> [Excerpt provided]
+++

Predictive analytics delivers time back to managers to focus on patient care

When an organization overlooks staffing and scheduling habits it has a negative impact on staff morale, turnover, and patient care – all of which effect an organization’s bottom line.

No organization purposefully overlooks workforce management, but in practice, it very often does not get the continual attention it deserves. With increasing patient demand, an organization must find efficiencies to keep up with demand while staying focused on delivering quality patient care.

Staffing and scheduling in patient care facilities is a complicated process. Taking into account fluctuating patient volumes, scheduling staff to patient demand takes considerable thought. Nurse managers can spend a lot of time building unit schedules. Depending on the type of scheduling tools used, there may be a lot of guesswork involved when scheduling staff 4, 6 or 8 weeks out.

Inaccurate projections of staffing needs can lead to understaffed shifts, increased floating and cancellations, excessive overtime and incentive pay, last-minute schedule changes, and other issues that stress staff, raise costs, and impact the quality of patient care.

Automated scheduling software fueled by predictive analytics can greatly diminish the level of uncertainty when aligning the right number and types of staff with predicted volume. Data-driven solutions reduce the stress of scheduling for a manager, and delivers valuable time back in their day to focus on patient care and supporting their staff.

This best-practice approach to forecasting results in accurate predictions of staffing outcomes 30 days before the start of the shift. Healthcare enterprises that have adopted predictive analytics and advanced labor management strategies have realized outcomes that include reductions in agency nursing, increased staff satisfaction scores, improved nurse retention, and overall nurse labor spending reductions of 4 to 7 percent.

The University of Kansas Hospital Time Study
Interested in understanding how much time was being devoted to scheduling, staffing and payroll functions, The University of Kansas Hospital conducted a study in 2015 prior to implementing a scheduling software powered by predictive analytics. The findings revealed that nurse managers or schedulers were spending an average of 13.4 hours per person each four week schedule period to create the initial schedule. Post-creation schedule tasks – such as entering schedule adjustments like PTO and absences and correcting missed punches – were costing them an additional 40.3 hours, with over half of that being spent on daily staffing activities within 24 hours of the start of the shift. All scheduling tasks added up to more than 1,500 hours for all inpatient units each schedule period.

A year and half after going live with new scheduling software, they took another look at how much time was being spent on scheduling and staffing. The time savings were significant. The time each manager spent on schedule creation was reduced by more than 50 percent, averaging 6.6 hours. The post-creation scheduling outcomes were even more remarkable, averaging 4.4 hours. The average total hour savings per manager per schedule period added up to 61.1. This is a substantial amount of time that was given back to managers to apply toward more pressing clinical responsibilities.

Combining their utilization of predictive analytics with advanced labor management strategies, The University of Kansas Hospital was also able to reduce their instances of core staff in extra hours from 32.7 percent to 4.77, and overtime from 14.6 percent to 6.37. They have also achieved their lowest turnover rate in recorded history.

Scheduling staff can be a frustrating and often complicated task for managers to tackle. As The University of Kansas Hospital demonstrates, without effective scheduling tools that accurately forecast staffing needs well in advance, managers can spend a lot of time dedicated to scheduling tasks. But with scheduling software led by accurate forecasting, significant time-savings opportunities are possible.

Reaching economies of scale, predictive analytics delivers more than financial savings for a provider organization. Returning valuable time back to nurse managers means they can focus more attention on patient care and staff development. Streamlining the scheduling process with accurate forecasting reaps the greatest benefit that everyone pines for – time.

+++

> [Requirement A] What range of overall nurse labor spending reductions does the article on predictive scheduling report for healthcare enterprises that adopted predictive analytics and advanced labor management strategies?
> [Requirement B] Please write out everything from "Reaching economies of" down to "for – time." in the article on predictive scheduling.
The lines after the article on predictive scheduling are separate material.

> [Data provided]

+++

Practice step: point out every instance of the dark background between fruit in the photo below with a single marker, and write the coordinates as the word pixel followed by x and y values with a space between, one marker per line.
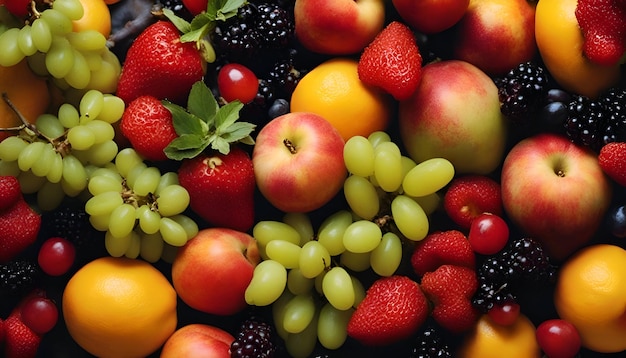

+++

> [Exercise answer A] 4 to 7 percent

> [Exercise answer B]
Reaching economies of scale, predictive analytics delivers more than financial savings for a provider organization. Returning valuable time back to nurse managers means they can focus more attention on patient care and staff development. Streamlining the scheduling process with accurate forecasting reaps the greatest benefit that everyone pines for – time.